O nome do jabuti é RP-9, emenda de relator. Numa representação feita ao STF (Supremo Tribunal Federal), no início do mês, o PSB diz que em "2020 e 2021 foram destinados, respectivamente, R$ 21,9 bilhões e R$ 18,5 bilhões às emendas do relator. Esses valores têm tido sua aplicação condicionada à discricionariedade do próprio relator (...)".

Na prática, são bilhões de reais do dinheiro público que não passam pelo escrutínio da transparência, que deve guiar a aplicação dos recursos da população, mas estes são utilizados pela verve de interesse do deputado ou do senador. Agora, de olho na campanha eleitoral de 2022, os senhores parlamentares estão com disponibilidade de caixa vultuosa, graças à determinada gestão de Arthur Lira, o prócer que se desincumbiu de alimentar deputados para que se mantenham quietinhos.

O jornal "O Estado de S. Paulo" tem denunciado a prática do orçamento secreto, que dá espaço para que os deputados e parlamentares usem o dinheiro público para compra de tratores, retroescavadeiras e qualquer bem ou serviço que atenda aos seus eleitores, em preços muito acima daqueles praticados pelo mercado regular. Sim, não é um mercado regular esse de apoio político, nem de compra de votos.

No clássico livro "Coronelismo, enxada e voto", Vitor Nunes Leal já contava como se montava o poder na República dos coronéis, a troca dos favores e das botas pelo voto. Os atuais donos do poder mostram que a história não foi esquecida, não foi superada. A velha ordem é o que consolida esse igualmente velho poder, da velha política, às nossas vistas.

É a nova rachadinha. Se a apropriação imoral de salários de funcionários fantasmas - que por si só configura abuso da fé pública e crime tipificado no Código Penal como peculato - agora o desembolso do dinheiro público, longe das vistas da fiscalização, é a nova rachadinha. Dado o volume de reais destinados à chamada base de apoio do capitão, o balança-mas-não-cai é menos que uma esperança, é a confiança de que tudo poderá ficar como está.

Não serão mais cem pedidos de impeachment, um superpedido de impedimento, o clamor das ruas, o panelaço das noites, as manifestações e a indignação popular, visível no derretimento do capitão nas pesquisas, suficientes para amolecer o coração de um presidente da Câmara que aprendeu direitinho como conduzir o seu povo para o cercadinho.

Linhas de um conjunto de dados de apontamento
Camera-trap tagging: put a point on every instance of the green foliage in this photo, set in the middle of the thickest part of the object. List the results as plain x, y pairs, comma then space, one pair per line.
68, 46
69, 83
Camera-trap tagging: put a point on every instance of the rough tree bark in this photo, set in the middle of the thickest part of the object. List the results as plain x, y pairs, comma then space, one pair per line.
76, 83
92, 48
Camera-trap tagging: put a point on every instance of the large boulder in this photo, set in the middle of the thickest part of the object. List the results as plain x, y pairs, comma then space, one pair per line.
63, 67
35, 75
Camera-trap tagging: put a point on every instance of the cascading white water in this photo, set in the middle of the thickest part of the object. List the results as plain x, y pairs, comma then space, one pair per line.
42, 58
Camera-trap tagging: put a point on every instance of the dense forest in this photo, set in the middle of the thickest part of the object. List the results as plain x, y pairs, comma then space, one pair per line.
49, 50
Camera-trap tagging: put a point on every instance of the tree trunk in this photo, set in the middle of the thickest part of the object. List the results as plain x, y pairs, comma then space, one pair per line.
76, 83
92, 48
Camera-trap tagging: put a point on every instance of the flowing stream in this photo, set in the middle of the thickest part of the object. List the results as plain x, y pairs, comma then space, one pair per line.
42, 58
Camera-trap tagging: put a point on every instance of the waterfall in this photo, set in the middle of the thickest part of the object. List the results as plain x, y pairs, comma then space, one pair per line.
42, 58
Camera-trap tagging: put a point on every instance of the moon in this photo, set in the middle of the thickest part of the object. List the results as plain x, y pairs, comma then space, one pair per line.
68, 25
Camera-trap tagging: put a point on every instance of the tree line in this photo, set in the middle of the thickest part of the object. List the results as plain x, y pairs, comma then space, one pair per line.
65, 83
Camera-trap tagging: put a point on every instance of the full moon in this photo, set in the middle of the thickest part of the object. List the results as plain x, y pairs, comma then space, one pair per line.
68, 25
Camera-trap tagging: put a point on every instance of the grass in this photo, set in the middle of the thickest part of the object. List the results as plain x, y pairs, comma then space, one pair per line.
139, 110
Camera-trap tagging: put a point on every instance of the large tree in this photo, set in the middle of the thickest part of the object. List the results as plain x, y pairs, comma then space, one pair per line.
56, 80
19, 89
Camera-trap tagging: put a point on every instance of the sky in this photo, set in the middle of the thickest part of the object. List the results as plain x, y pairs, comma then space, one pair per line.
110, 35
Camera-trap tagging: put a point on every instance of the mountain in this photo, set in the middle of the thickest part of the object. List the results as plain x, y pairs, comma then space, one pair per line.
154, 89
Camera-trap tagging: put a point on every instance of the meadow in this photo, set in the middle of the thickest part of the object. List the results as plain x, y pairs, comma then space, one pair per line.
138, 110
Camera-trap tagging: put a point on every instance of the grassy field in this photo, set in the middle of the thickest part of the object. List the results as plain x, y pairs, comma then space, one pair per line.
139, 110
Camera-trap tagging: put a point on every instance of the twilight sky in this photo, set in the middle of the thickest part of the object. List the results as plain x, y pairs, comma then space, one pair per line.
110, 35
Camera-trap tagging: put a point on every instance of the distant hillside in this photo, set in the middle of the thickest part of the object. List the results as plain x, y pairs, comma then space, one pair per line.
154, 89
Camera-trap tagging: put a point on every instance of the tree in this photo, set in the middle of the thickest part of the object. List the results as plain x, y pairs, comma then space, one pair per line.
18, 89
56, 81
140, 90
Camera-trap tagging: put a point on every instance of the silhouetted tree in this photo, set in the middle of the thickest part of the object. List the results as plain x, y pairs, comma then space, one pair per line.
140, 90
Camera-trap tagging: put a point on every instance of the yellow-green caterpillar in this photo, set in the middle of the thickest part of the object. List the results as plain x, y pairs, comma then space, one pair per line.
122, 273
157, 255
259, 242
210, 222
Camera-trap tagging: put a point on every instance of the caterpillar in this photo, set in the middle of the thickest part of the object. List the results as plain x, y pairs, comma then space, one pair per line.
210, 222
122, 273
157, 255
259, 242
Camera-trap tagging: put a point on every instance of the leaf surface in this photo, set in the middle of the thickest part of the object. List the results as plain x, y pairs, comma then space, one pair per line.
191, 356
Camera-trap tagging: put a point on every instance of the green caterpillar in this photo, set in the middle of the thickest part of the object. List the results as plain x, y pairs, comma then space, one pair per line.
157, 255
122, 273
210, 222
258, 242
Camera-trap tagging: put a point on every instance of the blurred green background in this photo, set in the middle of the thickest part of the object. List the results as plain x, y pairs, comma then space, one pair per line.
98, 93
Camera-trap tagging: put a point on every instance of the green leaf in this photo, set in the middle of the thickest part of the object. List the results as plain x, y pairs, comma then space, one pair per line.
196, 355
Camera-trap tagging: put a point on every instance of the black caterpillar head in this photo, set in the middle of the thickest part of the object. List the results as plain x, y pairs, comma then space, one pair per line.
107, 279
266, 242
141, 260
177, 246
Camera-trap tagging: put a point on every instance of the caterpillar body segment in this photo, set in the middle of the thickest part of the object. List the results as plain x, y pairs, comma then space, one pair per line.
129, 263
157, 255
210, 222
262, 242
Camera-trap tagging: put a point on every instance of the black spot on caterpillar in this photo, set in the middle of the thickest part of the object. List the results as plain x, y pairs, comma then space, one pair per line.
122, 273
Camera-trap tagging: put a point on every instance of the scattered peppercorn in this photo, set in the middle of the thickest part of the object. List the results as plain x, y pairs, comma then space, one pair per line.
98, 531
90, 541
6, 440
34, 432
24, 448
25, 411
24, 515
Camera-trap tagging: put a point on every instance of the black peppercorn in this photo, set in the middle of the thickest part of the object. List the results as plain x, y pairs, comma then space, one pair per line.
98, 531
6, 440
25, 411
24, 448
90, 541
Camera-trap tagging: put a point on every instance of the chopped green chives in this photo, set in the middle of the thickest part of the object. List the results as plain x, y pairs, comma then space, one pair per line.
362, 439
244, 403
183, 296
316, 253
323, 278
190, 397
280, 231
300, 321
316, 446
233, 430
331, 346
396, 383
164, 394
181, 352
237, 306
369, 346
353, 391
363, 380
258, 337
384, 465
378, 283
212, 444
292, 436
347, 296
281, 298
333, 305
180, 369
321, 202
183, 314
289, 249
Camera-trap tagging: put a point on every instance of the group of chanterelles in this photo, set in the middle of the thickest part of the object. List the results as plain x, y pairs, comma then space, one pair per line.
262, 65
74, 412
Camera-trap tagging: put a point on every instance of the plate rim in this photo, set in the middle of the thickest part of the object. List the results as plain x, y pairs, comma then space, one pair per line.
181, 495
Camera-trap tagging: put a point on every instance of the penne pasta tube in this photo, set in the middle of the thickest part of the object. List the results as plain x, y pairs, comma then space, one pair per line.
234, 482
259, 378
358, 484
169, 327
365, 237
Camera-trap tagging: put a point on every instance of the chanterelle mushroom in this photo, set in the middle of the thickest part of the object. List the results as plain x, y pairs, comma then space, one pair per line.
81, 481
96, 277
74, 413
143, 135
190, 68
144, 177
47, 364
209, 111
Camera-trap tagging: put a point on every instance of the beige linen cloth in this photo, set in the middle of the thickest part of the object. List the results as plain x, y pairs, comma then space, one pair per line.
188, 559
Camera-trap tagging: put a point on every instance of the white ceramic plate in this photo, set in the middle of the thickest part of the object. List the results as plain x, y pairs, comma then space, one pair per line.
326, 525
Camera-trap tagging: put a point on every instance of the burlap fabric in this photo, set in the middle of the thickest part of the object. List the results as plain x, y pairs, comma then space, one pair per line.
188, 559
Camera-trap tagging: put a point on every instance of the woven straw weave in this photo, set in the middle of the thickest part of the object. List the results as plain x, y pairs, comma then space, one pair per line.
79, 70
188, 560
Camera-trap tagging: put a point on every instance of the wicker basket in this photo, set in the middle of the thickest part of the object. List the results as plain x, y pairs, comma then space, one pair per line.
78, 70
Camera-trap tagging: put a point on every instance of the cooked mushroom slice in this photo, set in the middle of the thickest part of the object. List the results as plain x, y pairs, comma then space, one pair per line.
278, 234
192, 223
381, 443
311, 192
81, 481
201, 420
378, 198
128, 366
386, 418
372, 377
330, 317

■ **INSTRUÇÕES**
A. Segundo o trecho sobre o orçamento secreto, o que não será suficiente para amolecer o coração do presidente da Câmara? Liste todos os itens.
B. Devolva, sem nenhuma alteração, tudo o que vai de "Não serão mais" até "para o cercadinho." no trecho sobre o orçamento secreto.

■ **RESPOSTAS POR TAREFA**
A.
- cem pedidos de impeachment
- um superpedido de impedimento
- o clamor das ruas
- o panelaço das noites
- as manifestações
- a indignação popular

B.
Não serão mais cem pedidos de impeachment, um superpedido de impedimento, o clamor das ruas, o panelaço das noites, as manifestações e a indignação popular, visível no derretimento do capitão nas pesquisas, suficientes para amolecer o coração de um presidente da Câmara que aprendeu direitinho como conduzir o seu povo para o cercadinho.